» The request
Can you arrange the stretch of items below, from the line containing "Check that every instance of the conifer" through the line containing "Target: bush beside path", as a numbered list with blank lines left out and no other lines included?

» Supplied data
** begin **

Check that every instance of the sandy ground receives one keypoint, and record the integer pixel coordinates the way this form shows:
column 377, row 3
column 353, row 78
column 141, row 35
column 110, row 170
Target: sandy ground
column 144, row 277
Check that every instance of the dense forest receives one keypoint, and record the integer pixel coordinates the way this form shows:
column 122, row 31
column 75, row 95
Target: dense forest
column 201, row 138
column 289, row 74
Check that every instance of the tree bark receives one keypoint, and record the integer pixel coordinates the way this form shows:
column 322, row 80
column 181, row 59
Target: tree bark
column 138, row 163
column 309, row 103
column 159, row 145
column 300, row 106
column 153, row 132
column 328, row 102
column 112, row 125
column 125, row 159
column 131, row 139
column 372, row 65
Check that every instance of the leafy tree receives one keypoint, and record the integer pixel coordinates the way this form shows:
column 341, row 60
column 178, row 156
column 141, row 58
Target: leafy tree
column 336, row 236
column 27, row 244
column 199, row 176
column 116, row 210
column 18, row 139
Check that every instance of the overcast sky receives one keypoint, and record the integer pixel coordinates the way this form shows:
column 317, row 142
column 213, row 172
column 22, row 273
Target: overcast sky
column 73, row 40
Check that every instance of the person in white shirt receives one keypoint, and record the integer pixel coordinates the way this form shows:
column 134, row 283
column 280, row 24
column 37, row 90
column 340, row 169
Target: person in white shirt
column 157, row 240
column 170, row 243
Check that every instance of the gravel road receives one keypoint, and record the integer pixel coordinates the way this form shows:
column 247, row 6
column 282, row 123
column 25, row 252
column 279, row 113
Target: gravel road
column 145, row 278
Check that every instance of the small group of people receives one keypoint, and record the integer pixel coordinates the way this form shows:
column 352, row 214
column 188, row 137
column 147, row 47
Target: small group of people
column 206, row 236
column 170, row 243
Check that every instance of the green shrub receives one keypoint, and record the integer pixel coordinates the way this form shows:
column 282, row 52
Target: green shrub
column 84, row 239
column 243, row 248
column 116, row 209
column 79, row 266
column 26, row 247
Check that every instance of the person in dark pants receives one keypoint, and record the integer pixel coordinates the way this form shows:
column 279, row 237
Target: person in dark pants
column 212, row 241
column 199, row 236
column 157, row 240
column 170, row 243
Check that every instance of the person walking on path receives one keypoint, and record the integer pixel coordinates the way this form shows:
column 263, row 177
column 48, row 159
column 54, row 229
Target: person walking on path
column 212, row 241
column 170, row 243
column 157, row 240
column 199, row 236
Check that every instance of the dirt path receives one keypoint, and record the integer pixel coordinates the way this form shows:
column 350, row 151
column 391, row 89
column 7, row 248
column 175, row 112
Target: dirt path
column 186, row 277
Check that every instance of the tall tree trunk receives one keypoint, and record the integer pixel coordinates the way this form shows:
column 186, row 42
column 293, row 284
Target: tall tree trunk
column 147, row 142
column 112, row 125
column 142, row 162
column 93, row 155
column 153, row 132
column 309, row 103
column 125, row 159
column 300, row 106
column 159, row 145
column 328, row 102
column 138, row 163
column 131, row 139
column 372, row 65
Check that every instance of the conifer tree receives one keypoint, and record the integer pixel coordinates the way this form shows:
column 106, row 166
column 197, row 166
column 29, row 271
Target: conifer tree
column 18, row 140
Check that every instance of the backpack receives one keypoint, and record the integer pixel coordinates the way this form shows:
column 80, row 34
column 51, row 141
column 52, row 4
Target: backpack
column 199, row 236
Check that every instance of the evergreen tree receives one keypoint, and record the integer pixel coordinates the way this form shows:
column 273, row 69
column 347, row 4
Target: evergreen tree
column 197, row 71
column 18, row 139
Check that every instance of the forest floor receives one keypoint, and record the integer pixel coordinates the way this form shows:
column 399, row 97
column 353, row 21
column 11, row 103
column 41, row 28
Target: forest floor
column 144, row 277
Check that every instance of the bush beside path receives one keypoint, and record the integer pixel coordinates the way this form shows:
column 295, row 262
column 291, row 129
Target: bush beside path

** end **
** begin **

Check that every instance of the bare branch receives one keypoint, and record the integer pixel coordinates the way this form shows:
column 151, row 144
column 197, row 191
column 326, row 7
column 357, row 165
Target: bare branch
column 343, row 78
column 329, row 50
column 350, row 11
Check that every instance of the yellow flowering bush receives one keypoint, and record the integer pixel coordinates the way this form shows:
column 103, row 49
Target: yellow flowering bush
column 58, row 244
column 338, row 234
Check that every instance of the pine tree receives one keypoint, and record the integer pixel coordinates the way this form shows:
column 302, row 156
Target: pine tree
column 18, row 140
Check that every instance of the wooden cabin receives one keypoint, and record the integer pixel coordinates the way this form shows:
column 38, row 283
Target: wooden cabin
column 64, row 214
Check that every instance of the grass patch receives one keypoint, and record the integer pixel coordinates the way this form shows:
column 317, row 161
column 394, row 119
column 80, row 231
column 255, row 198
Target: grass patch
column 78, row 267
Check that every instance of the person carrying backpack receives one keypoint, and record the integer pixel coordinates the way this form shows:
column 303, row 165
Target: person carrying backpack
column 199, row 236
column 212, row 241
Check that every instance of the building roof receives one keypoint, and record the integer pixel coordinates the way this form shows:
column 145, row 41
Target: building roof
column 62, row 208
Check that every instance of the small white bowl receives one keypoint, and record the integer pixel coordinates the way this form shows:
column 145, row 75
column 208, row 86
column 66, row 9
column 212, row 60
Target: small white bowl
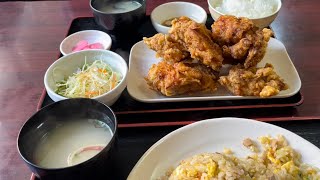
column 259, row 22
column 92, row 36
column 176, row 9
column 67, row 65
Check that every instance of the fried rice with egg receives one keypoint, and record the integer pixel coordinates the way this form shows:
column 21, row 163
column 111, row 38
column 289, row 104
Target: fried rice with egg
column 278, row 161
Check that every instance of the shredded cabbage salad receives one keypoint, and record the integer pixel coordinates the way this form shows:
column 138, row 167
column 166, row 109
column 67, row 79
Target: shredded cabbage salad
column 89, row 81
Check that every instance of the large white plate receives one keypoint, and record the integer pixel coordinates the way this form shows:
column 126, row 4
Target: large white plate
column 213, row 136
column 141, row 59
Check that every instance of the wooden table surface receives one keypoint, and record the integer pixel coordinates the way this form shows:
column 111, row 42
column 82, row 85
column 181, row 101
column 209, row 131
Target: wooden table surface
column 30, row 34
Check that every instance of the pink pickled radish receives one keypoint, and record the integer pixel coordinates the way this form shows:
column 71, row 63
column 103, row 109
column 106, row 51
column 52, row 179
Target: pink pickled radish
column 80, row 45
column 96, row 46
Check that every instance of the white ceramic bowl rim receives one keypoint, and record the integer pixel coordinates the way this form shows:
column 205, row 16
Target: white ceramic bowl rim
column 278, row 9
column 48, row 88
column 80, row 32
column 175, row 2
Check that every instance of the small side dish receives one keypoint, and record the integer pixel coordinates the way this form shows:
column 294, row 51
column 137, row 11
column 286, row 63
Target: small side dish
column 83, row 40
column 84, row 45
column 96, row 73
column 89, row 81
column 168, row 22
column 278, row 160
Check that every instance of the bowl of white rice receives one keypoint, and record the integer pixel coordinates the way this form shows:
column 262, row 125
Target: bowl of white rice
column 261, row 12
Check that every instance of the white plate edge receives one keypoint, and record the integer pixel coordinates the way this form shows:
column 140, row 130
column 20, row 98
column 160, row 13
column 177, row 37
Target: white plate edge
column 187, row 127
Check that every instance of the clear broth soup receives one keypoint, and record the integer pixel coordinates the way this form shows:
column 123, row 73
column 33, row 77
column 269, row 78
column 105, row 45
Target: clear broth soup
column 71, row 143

** end **
** begin **

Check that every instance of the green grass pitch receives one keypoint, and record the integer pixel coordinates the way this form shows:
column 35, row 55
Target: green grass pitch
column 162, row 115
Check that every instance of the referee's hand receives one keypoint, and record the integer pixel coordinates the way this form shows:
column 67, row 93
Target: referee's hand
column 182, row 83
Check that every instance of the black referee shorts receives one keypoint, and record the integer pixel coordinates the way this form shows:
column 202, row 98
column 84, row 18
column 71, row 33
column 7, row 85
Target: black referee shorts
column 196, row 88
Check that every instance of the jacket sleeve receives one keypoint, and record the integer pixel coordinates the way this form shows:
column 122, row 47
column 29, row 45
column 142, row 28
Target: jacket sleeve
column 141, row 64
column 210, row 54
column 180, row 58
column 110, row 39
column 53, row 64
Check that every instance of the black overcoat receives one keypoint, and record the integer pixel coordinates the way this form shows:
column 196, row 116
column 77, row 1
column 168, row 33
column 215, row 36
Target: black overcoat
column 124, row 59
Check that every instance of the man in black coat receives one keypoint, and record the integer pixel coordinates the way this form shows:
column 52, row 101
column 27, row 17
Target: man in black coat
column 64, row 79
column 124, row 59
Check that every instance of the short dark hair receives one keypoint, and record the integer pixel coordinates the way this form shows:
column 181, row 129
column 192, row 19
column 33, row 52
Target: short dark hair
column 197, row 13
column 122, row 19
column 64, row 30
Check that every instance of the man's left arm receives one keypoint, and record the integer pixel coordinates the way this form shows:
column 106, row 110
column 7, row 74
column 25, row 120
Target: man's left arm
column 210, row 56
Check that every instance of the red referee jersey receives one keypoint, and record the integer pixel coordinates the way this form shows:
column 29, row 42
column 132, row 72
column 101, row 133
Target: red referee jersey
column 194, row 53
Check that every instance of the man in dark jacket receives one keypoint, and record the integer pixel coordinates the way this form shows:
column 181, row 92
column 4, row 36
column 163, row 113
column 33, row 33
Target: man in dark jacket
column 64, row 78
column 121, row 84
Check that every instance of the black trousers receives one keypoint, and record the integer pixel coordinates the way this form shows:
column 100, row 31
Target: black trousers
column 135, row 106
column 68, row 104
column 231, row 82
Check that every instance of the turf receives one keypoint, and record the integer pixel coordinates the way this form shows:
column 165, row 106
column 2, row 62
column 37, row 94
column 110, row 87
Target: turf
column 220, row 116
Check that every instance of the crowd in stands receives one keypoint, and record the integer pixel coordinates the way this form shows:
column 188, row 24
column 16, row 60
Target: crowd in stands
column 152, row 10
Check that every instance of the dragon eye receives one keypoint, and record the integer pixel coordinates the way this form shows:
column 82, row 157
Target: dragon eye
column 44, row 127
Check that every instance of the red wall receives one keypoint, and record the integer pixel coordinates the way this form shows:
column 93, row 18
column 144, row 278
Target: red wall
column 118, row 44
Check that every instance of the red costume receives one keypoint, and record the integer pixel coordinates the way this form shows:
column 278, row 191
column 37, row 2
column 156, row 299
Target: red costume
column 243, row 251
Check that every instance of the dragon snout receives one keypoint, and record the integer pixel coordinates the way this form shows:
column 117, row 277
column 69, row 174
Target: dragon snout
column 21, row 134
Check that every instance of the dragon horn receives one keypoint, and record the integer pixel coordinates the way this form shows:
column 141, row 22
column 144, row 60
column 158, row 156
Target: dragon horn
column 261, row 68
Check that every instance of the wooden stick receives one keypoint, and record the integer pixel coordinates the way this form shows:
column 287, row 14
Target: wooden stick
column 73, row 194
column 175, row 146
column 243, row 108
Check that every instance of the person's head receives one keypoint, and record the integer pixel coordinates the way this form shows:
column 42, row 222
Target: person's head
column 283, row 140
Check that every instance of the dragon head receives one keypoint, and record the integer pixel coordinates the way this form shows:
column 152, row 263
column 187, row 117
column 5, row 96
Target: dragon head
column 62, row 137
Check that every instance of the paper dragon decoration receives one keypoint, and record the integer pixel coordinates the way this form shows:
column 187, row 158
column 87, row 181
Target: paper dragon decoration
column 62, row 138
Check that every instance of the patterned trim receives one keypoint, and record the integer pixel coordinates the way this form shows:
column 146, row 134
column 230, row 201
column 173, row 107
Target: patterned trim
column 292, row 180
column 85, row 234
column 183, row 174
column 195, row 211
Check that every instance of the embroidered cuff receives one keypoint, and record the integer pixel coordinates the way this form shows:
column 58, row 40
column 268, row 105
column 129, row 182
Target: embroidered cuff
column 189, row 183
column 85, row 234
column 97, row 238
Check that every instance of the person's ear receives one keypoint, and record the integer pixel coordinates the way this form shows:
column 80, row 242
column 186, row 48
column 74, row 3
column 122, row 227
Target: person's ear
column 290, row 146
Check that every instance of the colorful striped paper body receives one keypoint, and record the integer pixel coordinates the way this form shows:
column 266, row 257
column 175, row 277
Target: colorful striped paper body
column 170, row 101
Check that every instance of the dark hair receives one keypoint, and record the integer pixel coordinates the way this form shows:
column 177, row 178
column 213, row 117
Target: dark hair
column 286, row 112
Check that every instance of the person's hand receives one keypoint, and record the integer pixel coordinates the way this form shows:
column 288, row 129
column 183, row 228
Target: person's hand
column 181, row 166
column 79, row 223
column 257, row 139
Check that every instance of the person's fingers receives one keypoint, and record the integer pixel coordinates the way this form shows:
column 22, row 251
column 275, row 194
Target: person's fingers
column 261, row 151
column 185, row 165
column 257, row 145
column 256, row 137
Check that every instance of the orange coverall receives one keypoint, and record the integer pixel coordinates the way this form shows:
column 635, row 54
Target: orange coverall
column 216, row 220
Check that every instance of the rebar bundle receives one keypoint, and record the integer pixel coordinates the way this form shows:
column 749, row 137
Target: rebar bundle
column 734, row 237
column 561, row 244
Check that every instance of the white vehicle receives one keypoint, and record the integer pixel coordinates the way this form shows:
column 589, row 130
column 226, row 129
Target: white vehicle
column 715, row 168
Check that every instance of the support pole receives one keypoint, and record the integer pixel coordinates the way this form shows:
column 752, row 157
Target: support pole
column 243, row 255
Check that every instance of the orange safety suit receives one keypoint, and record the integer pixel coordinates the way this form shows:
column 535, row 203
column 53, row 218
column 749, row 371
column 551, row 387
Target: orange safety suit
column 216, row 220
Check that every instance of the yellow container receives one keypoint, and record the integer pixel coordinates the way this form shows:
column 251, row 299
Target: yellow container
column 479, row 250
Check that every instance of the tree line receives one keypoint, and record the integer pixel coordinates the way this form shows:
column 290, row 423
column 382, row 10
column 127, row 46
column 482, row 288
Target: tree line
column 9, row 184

** end **

» Result of the exercise
1. Check that every instance of the conifer tree receives one keypoint, and record the integer pixel coordinates the way this form shows:
2. column 106, row 166
3. column 197, row 166
4. column 29, row 271
5. Target: conifer tree
6. column 18, row 140
7. Check that every instance of the backpack receives one keypoint, and record the integer pixel coordinates the way this form shows:
8. column 80, row 34
9. column 51, row 141
10. column 52, row 4
11. Target: backpack
12. column 199, row 236
13. Check that every instance of the evergreen tree receives one keypoint, and record the integer pixel coordinates the way this form shows:
14. column 273, row 69
15. column 347, row 4
16. Target: evergreen tree
17. column 197, row 71
18. column 18, row 139
19. Check that every instance of the forest floor receives one keypoint, and record the integer pixel coordinates the way this form shows:
20. column 399, row 97
21. column 353, row 21
22. column 11, row 103
23. column 41, row 28
24. Target: forest floor
25. column 144, row 277
26. Check that every instance of the bush beside path receives one keypoint, and record the integer pixel coordinates the way this form shows:
27. column 295, row 262
28. column 291, row 129
29. Target: bush beside path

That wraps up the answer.